> Records for this exercise:
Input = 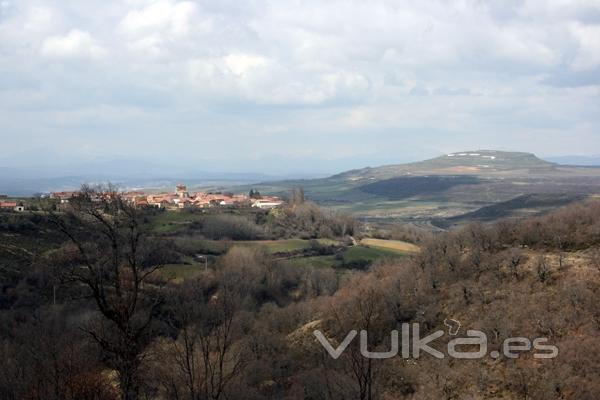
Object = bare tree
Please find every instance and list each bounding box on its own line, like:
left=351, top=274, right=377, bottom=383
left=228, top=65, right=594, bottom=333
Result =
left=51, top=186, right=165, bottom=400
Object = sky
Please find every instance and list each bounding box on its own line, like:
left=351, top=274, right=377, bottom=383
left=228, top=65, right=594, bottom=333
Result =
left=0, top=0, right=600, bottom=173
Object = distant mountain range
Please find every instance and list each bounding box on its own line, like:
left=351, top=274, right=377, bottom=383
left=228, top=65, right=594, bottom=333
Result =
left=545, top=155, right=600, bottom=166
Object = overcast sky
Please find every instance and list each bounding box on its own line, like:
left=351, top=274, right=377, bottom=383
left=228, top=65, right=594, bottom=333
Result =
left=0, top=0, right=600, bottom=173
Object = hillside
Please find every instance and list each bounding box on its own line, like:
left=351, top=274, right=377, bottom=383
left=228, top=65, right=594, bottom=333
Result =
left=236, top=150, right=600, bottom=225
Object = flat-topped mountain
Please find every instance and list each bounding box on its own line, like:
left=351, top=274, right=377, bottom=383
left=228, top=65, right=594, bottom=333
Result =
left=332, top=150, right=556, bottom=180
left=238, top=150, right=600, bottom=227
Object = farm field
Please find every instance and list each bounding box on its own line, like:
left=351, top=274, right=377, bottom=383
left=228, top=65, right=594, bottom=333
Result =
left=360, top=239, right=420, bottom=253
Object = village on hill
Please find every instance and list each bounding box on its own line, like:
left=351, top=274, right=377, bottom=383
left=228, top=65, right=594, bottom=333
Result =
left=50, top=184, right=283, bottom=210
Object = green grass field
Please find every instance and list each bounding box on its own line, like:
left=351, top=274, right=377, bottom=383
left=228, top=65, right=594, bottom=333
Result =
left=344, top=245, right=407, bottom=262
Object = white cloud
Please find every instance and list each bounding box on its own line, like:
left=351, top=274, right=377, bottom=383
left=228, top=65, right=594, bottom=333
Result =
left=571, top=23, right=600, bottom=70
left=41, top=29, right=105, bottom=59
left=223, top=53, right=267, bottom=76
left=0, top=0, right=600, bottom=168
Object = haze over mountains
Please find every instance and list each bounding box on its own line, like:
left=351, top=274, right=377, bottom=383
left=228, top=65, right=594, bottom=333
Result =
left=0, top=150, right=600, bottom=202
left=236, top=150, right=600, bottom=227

...

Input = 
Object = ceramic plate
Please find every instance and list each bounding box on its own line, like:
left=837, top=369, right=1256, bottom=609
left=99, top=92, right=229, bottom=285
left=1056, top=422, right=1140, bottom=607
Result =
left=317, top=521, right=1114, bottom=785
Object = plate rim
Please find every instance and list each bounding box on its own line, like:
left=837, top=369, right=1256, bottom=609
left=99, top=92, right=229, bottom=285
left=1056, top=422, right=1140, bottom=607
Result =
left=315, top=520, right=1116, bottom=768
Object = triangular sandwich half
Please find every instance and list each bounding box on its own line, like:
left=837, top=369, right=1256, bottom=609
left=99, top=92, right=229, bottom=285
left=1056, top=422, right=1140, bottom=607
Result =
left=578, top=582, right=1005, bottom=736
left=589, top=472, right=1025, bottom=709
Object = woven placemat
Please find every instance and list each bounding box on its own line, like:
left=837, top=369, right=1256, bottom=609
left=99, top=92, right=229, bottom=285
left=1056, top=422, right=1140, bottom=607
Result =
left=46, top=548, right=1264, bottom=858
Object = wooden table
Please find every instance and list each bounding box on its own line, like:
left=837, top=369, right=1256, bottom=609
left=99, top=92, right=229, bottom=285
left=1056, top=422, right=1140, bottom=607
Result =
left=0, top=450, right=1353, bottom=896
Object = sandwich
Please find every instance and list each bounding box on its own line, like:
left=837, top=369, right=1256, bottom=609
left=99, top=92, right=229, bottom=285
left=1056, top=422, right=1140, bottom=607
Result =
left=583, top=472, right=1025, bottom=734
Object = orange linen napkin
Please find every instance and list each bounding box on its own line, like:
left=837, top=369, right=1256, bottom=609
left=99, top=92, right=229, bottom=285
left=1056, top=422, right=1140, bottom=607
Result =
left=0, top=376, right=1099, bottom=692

> Given task:
Starting at the line that contains "Object = woven placemat" and ending at the line that contains "left=46, top=548, right=1264, bottom=858", write every line out again and shift each answer coordinate up by 42.

> Completed task:
Object = woven placemat
Please find every instance and list each bounding box on its own line, like:
left=837, top=369, right=1256, bottom=609
left=99, top=92, right=229, bottom=285
left=1056, top=422, right=1140, bottom=607
Result =
left=88, top=590, right=1306, bottom=900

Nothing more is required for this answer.